*** Source document

The plan, which President Trump previously had disavowed, does not call for a wholesale dismantling of the ORD but does describe the EPA’s science office as “bloated,” “unaccountable,” and “hostile to public and legislative input.”
Project 25 recommends eliminating several ORD offices and programs, including the Integrated Risk Information System (IRIS), which has been used since the 1980s to characterize the health hazards of chemicals in the environment and set national standards, according to the EPA’s website. IRIS recommendations are based on “questionable science,” claims Project 2025, “resulting in billions in economic costs.”
No decisions have been made yet about the future of ORD, and the EPA is “actively listening to employees at all levels” as it takes “exciting steps as we enter the next phase of organizational improvements,” said EPA spokesperson Molly Vaseliou. “We are committed to enhancing our ability to deliver clean air, water, and land for all Americans,” she said.
ORD has offices across the country and manages the EPA’s 10 regional laboratories.
ORD’s work includes epidemiological studies, a type of research that is “incredibly valuable” in helping understand human health risks, according to Jennifer Orme-Zavaleta, former Principal Deputy Assistant Administrator for ORD.
“Not having that information means that we would rely on other kinds of research which can be informative but may underestimate the risk [of toxic chemicals],” Orme-Zavaleta said.
Past ORD research has been used to study the smoke in downtown Manhattan, New York after 9/11, the environmental effects of oil in the Gulf of Mexico following the Deepwater Horizon blowout, and the water crisis in Flint, Michigan, said Christopher Frey, former Assistant Administrator of ORD and the current Associate Dean for Research and Infrastructure at NC State University’s College of Engineering.
Part of what has made ORD so effective is the firewall between scientists and policymakers that helps ensure the office produces unbiased research, said Frey.
Getting rid of ORD, with its unique structure and mission, would pull the rug out from under “a decades-long balance between the federal government, academia and industry that had provided tremendous innovation and economic growth for the country and has positioned the US as the world leader in science and technology,” he said.
PFAS research at risk
Insights from ORD are key to informing the EPA’s strategy for how tackling persistent pollutants in the environment such as PFAS, which are widespread in US drinking water and have been linked to health problems including cancer.
Working with the EPA’s Office of Chemical Safety and Pollution Prevention, ORD developed the agency’s national PFAS testing strategy, which allows scientists to break down thousands of PFAS chemicals into categories, testing representative chemicals from each group to learn about their toxicity.
A monitoring program for unregulated chemicals in all mid-sized and large US drinking water systems that includes 29 types of PFAS has found 16 within unknown toxicities at detectable levels in drinking water, while 9 of the PFAS chemicals EPA has asked states to monitor for in fish also have unknown toxicities, said Southerland.
“We would have hoped that ORD would look at these 25 PFAS chemicals and make them a priority to try to figure out how toxic they are,” said Southerland. But if ORD is dissolved, the agency’s PFAS work would come to an end, she said.
And getting rid of ORD science wouldn’t just impact the federal EPA’s efforts to combat hazardous pollutants – it would also interfere with efforts by states, added Southerland, which have moved faster than the federal government in banning PFAS from various products.
“Most of the states really depend on ORD to give them the information on these PFAS chemicals, and all other chemicals for that matter…” Southerland said. “States would still have the ability to move forward with their own regulations, but only if ORD is still in existence.”

******

# Explore the material
[A] In the ORD article, how many regional laboratories does ORD manage?
[B] Reproduce the part of the ORD article that begins at the words "And getting rid" and stops after "from various products.".

*** Available data

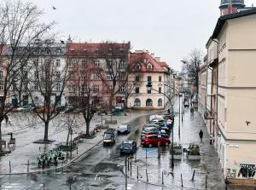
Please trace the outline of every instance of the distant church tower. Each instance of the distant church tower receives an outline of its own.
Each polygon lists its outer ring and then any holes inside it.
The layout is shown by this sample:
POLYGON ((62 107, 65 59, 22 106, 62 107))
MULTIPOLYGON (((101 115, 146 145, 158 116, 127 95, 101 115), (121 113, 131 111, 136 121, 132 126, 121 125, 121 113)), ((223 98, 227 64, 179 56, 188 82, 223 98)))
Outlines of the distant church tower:
POLYGON ((237 13, 237 9, 244 8, 244 0, 221 0, 220 15, 237 13))

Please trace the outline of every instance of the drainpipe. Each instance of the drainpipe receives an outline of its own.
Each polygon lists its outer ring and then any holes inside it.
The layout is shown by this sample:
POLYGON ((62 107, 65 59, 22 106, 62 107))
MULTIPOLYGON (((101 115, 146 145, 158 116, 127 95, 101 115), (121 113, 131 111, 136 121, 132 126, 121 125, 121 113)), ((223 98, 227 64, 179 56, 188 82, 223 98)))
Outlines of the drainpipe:
MULTIPOLYGON (((218 39, 213 39, 213 38, 212 38, 212 40, 213 41, 213 42, 216 42, 217 43, 217 54, 218 54, 218 46, 219 46, 219 43, 218 43, 218 39)), ((217 65, 217 83, 216 83, 216 88, 217 88, 217 89, 216 89, 216 122, 215 122, 215 124, 216 124, 216 126, 217 126, 217 129, 218 129, 218 65, 217 65)), ((218 132, 218 131, 217 131, 218 132)), ((217 134, 218 135, 218 134, 217 134)), ((215 139, 215 131, 214 131, 214 128, 213 128, 213 139, 215 139)), ((216 149, 217 149, 217 147, 216 147, 216 149)))

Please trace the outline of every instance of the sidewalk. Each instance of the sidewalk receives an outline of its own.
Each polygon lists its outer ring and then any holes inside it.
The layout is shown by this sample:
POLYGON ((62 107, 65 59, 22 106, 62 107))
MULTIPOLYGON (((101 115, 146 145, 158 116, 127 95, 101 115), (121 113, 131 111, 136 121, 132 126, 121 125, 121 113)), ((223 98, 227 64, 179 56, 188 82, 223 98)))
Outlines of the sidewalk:
MULTIPOLYGON (((178 112, 178 99, 174 100, 174 111, 178 112)), ((174 123, 174 143, 180 143, 183 147, 188 148, 189 143, 200 146, 201 160, 188 160, 183 155, 182 160, 174 160, 173 170, 171 167, 171 155, 169 149, 161 153, 160 159, 157 158, 157 148, 140 148, 137 154, 137 160, 133 162, 131 178, 137 181, 137 170, 139 168, 139 181, 148 183, 148 186, 163 186, 171 189, 205 189, 206 176, 208 189, 225 189, 225 183, 221 172, 217 153, 213 146, 210 145, 210 137, 202 118, 197 112, 190 113, 186 109, 183 121, 180 122, 180 138, 178 135, 178 115, 174 123), (201 142, 199 131, 204 133, 203 142, 201 142), (146 149, 148 158, 146 159, 146 149), (147 182, 146 169, 148 171, 147 182), (195 180, 191 181, 193 172, 195 171, 195 180), (172 174, 172 175, 171 175, 172 174), (164 185, 162 184, 162 175, 164 185), (181 187, 181 175, 183 184, 181 187)), ((129 175, 130 176, 130 175, 129 175)), ((149 188, 150 189, 150 188, 149 188)))
MULTIPOLYGON (((157 111, 154 111, 152 112, 155 112, 157 111)), ((116 119, 118 123, 117 124, 110 125, 110 127, 117 128, 120 123, 128 123, 136 118, 148 114, 150 114, 149 111, 131 110, 131 112, 128 112, 127 116, 113 116, 113 119, 116 119)), ((9 174, 10 168, 11 174, 27 173, 28 161, 29 172, 42 171, 42 169, 38 168, 38 165, 37 158, 39 153, 48 152, 55 148, 56 144, 65 142, 67 141, 67 127, 61 124, 64 119, 67 119, 67 115, 58 117, 49 124, 49 139, 55 140, 55 141, 52 144, 48 145, 32 143, 37 140, 42 139, 44 135, 44 124, 38 118, 33 117, 30 113, 14 113, 10 115, 10 118, 12 121, 11 124, 2 124, 3 134, 3 139, 8 141, 10 137, 8 133, 12 132, 14 138, 16 139, 16 147, 14 148, 10 147, 12 153, 4 157, 0 157, 0 175, 9 174), (9 167, 9 163, 11 167, 9 167)), ((110 116, 103 116, 103 124, 106 119, 109 120, 110 116)), ((92 130, 96 124, 101 124, 101 116, 95 115, 90 123, 90 130, 92 130)), ((76 118, 75 124, 76 128, 74 129, 73 139, 77 136, 79 132, 85 131, 85 124, 82 115, 76 118)), ((69 154, 67 163, 63 165, 66 166, 69 164, 84 153, 101 143, 104 131, 104 130, 102 130, 97 132, 96 137, 93 139, 84 139, 83 141, 79 142, 78 152, 77 150, 73 151, 72 159, 70 158, 69 154)), ((59 163, 57 165, 57 167, 61 166, 61 163, 59 163)), ((55 170, 55 167, 46 167, 45 170, 55 170)))

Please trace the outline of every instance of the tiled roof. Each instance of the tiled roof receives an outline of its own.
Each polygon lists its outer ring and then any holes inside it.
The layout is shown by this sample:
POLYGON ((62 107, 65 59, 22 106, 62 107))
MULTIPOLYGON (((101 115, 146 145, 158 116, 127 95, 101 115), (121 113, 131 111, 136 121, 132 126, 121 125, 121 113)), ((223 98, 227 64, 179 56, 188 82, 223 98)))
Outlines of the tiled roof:
POLYGON ((141 71, 143 72, 166 72, 168 70, 168 66, 166 62, 157 61, 153 56, 151 56, 147 52, 140 52, 140 53, 131 53, 130 55, 130 61, 133 62, 133 65, 140 64, 141 68, 136 71, 141 71), (147 66, 151 64, 152 68, 148 68, 147 66))

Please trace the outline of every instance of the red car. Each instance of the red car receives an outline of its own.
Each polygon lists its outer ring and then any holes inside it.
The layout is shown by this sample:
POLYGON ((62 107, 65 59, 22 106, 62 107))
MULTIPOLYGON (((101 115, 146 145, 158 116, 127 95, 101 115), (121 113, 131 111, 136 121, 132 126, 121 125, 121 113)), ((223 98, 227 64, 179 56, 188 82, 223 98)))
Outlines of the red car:
POLYGON ((169 139, 160 137, 158 138, 157 135, 148 135, 142 137, 141 144, 143 147, 157 147, 158 142, 160 142, 160 146, 169 145, 171 144, 171 141, 169 139))

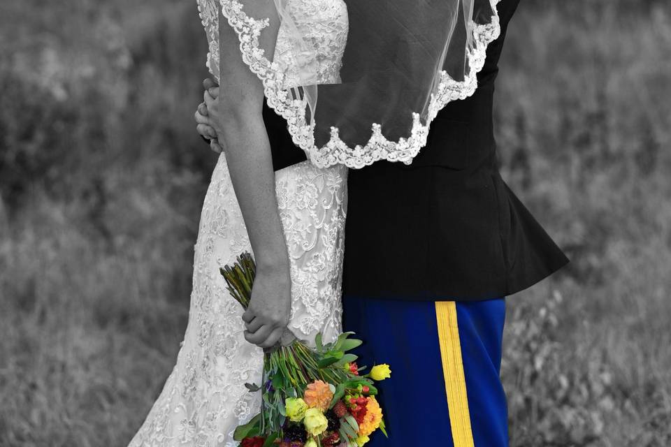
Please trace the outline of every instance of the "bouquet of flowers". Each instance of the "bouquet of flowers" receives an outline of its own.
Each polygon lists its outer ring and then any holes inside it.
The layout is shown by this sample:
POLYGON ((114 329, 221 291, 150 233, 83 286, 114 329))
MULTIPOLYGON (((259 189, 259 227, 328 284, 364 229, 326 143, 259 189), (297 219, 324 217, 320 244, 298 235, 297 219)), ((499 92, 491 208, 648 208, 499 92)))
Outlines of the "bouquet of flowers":
MULTIPOLYGON (((221 269, 231 295, 245 309, 255 272, 248 253, 221 269)), ((348 352, 361 344, 353 335, 327 344, 317 335, 316 348, 296 339, 266 351, 262 383, 245 384, 261 393, 261 409, 236 430, 240 446, 361 447, 378 429, 386 436, 375 381, 389 378, 391 370, 378 365, 363 374, 348 352)))

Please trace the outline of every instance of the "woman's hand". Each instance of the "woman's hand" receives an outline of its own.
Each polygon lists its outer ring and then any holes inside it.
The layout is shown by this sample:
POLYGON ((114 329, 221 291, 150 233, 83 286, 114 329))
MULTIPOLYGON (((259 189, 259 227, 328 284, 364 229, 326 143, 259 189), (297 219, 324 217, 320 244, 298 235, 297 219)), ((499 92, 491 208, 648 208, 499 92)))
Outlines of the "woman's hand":
MULTIPOLYGON (((212 93, 215 91, 214 89, 216 87, 217 91, 213 98, 215 99, 217 98, 217 96, 219 95, 219 86, 217 85, 212 80, 208 78, 203 81, 203 87, 206 92, 208 91, 210 92, 210 96, 212 96, 212 93)), ((223 149, 217 137, 217 131, 214 127, 211 126, 210 113, 208 110, 208 106, 204 102, 199 104, 194 117, 197 123, 196 126, 196 131, 198 131, 203 138, 210 140, 210 148, 212 149, 212 151, 220 154, 223 151, 223 149)))
POLYGON ((257 267, 250 307, 243 315, 245 339, 259 347, 275 346, 287 329, 291 313, 291 281, 288 263, 257 267))

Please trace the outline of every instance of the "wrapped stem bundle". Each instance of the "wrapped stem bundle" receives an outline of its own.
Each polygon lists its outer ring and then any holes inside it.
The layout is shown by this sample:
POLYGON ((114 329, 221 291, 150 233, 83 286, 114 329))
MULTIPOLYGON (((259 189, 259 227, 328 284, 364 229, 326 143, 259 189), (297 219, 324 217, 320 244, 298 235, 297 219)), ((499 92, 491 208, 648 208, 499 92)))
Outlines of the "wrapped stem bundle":
MULTIPOLYGON (((231 295, 245 309, 250 305, 256 265, 249 253, 220 270, 231 295)), ((315 348, 289 333, 264 353, 261 383, 245 383, 259 392, 261 412, 236 430, 242 447, 361 447, 380 428, 382 409, 373 379, 389 376, 386 365, 366 375, 348 351, 361 344, 341 334, 328 344, 321 334, 315 348)), ((386 434, 386 433, 385 433, 386 434)))

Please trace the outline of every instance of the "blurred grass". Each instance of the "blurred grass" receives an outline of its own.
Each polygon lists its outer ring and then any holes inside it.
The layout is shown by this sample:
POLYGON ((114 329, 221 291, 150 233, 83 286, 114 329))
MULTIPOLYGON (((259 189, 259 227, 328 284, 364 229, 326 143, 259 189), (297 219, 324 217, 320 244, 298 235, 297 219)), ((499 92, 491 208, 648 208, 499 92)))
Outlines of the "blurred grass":
MULTIPOLYGON (((184 333, 215 161, 193 131, 196 6, 0 17, 0 446, 125 446, 184 333)), ((509 300, 512 446, 671 445, 669 73, 664 1, 513 20, 502 170, 572 263, 509 300)))

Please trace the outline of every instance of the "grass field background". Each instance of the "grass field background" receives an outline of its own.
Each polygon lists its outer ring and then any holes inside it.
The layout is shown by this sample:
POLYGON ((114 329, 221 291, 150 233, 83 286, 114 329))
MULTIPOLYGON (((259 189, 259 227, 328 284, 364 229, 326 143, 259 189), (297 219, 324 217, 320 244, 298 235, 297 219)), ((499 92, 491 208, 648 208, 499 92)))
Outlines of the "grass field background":
MULTIPOLYGON (((521 3, 502 170, 572 262, 508 300, 511 445, 668 446, 671 7, 521 3)), ((170 372, 205 52, 194 2, 0 6, 0 446, 126 446, 170 372)))

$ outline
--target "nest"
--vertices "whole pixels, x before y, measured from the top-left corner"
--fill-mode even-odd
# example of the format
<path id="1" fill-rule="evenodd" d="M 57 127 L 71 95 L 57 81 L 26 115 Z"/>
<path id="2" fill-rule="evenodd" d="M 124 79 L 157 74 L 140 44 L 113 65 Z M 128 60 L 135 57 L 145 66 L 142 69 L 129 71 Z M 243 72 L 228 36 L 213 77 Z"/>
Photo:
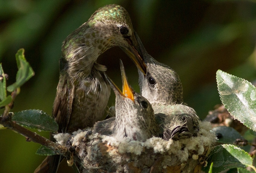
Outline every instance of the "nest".
<path id="1" fill-rule="evenodd" d="M 144 142 L 118 142 L 88 129 L 55 136 L 74 149 L 80 172 L 199 172 L 206 166 L 216 141 L 209 122 L 200 122 L 197 136 L 178 141 L 152 137 Z"/>

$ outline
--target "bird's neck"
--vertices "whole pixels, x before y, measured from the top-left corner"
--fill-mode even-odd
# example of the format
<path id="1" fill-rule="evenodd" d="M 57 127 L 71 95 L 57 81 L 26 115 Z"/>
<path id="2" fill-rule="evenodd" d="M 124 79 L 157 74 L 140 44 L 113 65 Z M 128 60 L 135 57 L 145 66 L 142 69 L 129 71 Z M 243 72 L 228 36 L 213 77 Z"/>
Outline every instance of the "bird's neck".
<path id="1" fill-rule="evenodd" d="M 95 37 L 98 34 L 90 28 L 83 31 L 77 30 L 63 42 L 62 56 L 72 80 L 80 81 L 88 77 L 99 55 L 106 50 L 102 46 L 104 38 Z"/>

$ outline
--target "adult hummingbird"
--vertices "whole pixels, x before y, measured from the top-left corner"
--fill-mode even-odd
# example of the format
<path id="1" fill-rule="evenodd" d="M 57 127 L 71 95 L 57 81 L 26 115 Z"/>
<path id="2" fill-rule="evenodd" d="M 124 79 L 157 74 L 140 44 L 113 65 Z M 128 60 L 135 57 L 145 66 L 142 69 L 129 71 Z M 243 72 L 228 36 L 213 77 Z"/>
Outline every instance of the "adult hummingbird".
<path id="1" fill-rule="evenodd" d="M 119 142 L 145 141 L 159 136 L 159 126 L 150 103 L 129 85 L 121 60 L 120 66 L 122 92 L 105 74 L 115 94 L 116 116 L 97 122 L 93 132 L 113 136 Z"/>
<path id="2" fill-rule="evenodd" d="M 97 10 L 64 41 L 52 110 L 58 132 L 91 127 L 104 119 L 110 87 L 104 76 L 106 68 L 96 63 L 99 55 L 119 46 L 138 68 L 145 68 L 134 33 L 127 11 L 113 4 Z M 54 141 L 51 134 L 50 139 Z M 56 172 L 60 158 L 47 156 L 34 172 Z"/>
<path id="3" fill-rule="evenodd" d="M 151 104 L 156 116 L 161 115 L 165 117 L 160 123 L 165 129 L 164 138 L 177 140 L 196 135 L 200 120 L 194 109 L 183 103 L 178 76 L 169 66 L 149 54 L 135 34 L 146 66 L 146 71 L 138 68 L 141 93 Z"/>

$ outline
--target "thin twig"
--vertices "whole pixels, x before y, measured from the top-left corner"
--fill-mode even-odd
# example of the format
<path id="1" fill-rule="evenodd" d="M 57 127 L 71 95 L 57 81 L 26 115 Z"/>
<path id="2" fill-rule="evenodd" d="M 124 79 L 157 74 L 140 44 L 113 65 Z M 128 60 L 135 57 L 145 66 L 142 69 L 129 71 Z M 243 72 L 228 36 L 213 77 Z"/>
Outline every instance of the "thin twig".
<path id="1" fill-rule="evenodd" d="M 31 141 L 47 147 L 65 157 L 70 157 L 70 152 L 67 147 L 53 142 L 11 121 L 11 116 L 9 114 L 5 117 L 0 117 L 0 124 L 29 138 Z"/>
<path id="2" fill-rule="evenodd" d="M 12 99 L 10 103 L 5 105 L 5 109 L 4 110 L 3 114 L 3 116 L 4 117 L 5 117 L 8 115 L 10 110 L 11 110 L 11 109 L 13 107 L 13 102 L 14 101 L 14 100 L 15 99 L 16 96 L 20 93 L 20 88 L 18 88 L 11 93 L 11 98 Z"/>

******

# Task results
[A] ORD manages the EPA's 10 regional laboratories.

[B]
And getting rid of ORD science wouldn’t just impact the federal EPA’s efforts to combat hazardous pollutants – it would also interfere with efforts by states, added Southerland, which have moved faster than the federal government in banning PFAS from various products.